(Image object location entries)
++++
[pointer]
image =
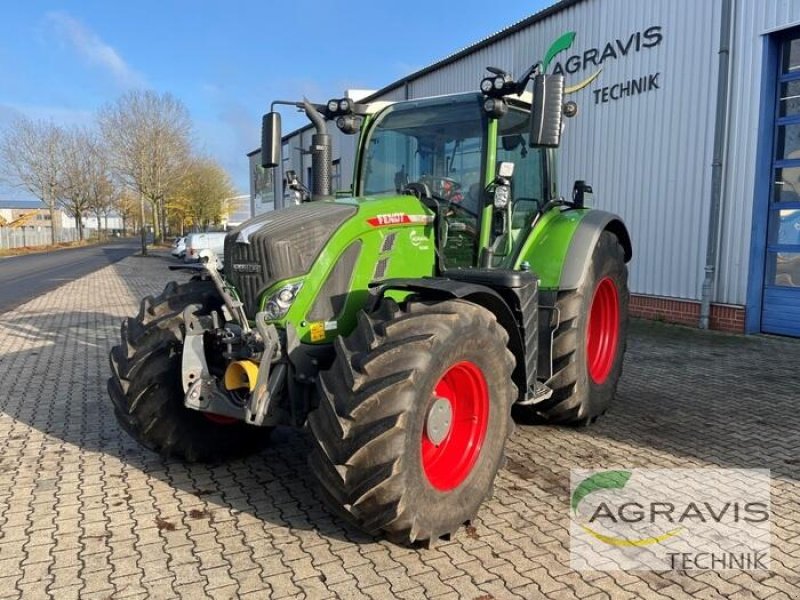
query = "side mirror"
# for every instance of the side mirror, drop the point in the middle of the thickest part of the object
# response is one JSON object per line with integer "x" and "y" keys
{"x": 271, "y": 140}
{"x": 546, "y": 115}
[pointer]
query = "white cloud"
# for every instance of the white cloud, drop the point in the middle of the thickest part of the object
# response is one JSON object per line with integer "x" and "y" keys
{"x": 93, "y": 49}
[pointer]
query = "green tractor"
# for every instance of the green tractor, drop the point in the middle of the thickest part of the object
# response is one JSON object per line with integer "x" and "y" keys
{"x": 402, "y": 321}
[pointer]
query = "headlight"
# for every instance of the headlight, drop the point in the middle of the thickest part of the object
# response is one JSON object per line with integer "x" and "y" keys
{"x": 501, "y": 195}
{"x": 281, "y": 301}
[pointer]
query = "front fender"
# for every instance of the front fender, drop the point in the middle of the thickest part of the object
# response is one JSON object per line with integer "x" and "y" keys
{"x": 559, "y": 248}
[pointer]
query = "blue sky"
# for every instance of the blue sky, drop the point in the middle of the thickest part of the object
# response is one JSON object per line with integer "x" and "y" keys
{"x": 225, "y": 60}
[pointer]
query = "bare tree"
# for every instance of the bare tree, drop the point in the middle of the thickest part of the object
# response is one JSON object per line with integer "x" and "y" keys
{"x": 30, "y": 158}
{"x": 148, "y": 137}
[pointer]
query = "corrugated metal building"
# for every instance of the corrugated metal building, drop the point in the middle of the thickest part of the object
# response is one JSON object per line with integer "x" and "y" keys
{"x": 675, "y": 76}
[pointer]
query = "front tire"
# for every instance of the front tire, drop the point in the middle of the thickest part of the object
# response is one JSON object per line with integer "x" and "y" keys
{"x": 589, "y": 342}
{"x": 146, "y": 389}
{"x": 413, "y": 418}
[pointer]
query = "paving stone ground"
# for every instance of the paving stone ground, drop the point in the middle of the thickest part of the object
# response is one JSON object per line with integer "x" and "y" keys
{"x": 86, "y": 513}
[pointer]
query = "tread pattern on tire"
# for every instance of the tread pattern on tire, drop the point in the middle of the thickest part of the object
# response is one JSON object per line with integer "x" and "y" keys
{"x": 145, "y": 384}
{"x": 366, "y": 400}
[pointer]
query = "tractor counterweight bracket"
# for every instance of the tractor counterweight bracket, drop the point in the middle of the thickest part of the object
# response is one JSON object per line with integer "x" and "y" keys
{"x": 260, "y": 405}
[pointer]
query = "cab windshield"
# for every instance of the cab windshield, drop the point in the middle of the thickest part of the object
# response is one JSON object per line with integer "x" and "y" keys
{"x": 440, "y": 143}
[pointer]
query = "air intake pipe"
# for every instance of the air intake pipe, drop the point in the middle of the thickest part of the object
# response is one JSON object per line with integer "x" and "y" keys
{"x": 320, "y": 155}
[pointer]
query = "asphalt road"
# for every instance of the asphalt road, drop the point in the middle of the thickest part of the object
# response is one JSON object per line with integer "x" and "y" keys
++++
- Goal of the exercise -
Omit the pictures, and quote the material above exactly as given.

- Result -
[pointer]
image =
query = "side mirror"
# for every instance of the side mirror, drop the point in the middle of the thickest part of the object
# response is one JSON object per line with integer "x" and "y" keys
{"x": 271, "y": 140}
{"x": 546, "y": 115}
[pointer]
query = "white cloud"
# for every instance of the white cloud, drop the point in the middle of the thickest part of the object
# response is one JSON object per line with integer "x" and "y" keys
{"x": 93, "y": 49}
[pointer]
query = "green tractor"
# for every instance of the green tractor, drop the point in the middle of the thickest part of the object
# response is one JSON object per line with integer "x" and "y" keys
{"x": 402, "y": 321}
[pointer]
query = "headlight"
# for every instance of the headlight, drop the point in the middle of the thickest part of the object
# response is one JSON object per line with integer "x" and "y" keys
{"x": 501, "y": 195}
{"x": 281, "y": 301}
[pointer]
query = "front fender"
# for every instance of the front fender, drop the point in the middle of the thickest part of the object
# response is one JSON object per line with integer "x" and "y" keys
{"x": 559, "y": 248}
[pointer]
query = "blue sky"
# for every instance of the blue sky, drop the point in the middle of the thickest part of the object
# response is one JSON object per line with integer "x" and "y" keys
{"x": 225, "y": 60}
[pointer]
query = "bare tree"
# for every instance of the bare tree, drop the point in the middle of the thickest part of the object
# response is one JSON object per line with integer "x" and "y" keys
{"x": 30, "y": 158}
{"x": 148, "y": 137}
[pointer]
query = "corrugated metal building"
# for every instance of the corrugated metal building, drop the point in the middle of the thickest part of the object
# response is one JSON object per line with integer "x" and "y" keys
{"x": 675, "y": 76}
[pointer]
query = "front tire"
# for every instance of the front tire, drop the point in the middle of the thickest part of the object
# response is one JSON object per line with integer "x" and "y" keys
{"x": 589, "y": 342}
{"x": 146, "y": 389}
{"x": 413, "y": 418}
[pointer]
query = "paving stone ground"
# for every instance of the paving stone ground, drop the point in the middle of the thickest part of the object
# response is one JSON object per line with integer "x" and "y" keys
{"x": 86, "y": 513}
[pointer]
query = "tread pattern on tire"
# for every instance of the tread pattern on tire, drop the point in the middle of the thickest part of the object
# response is one JSON object per line with integer "x" and "y" keys
{"x": 145, "y": 384}
{"x": 366, "y": 400}
[pointer]
query = "tractor counterweight bracket"
# for every instance of the tractor counterweight bracket, drop the point in the middle of the thickest part of the object
# response is one JSON object per line with integer "x" and "y" keys
{"x": 260, "y": 405}
[pointer]
query = "cab windshield"
# for every instance of the cab windshield, drop the point in the middle of the thickest part of the object
# response is one JSON object per line with integer "x" and "y" keys
{"x": 440, "y": 143}
[pointer]
query = "air intake pipe"
# for every instance of the air intake pipe, drop the point in the middle of the thickest part of the object
# response is one JSON object per line with integer "x" and "y" keys
{"x": 320, "y": 155}
[pointer]
query = "asphalt road"
# for every instance of the asphalt road, drop the point in the middle of the thickest part of the object
# response is one JSON object per line with integer "x" and "y" keys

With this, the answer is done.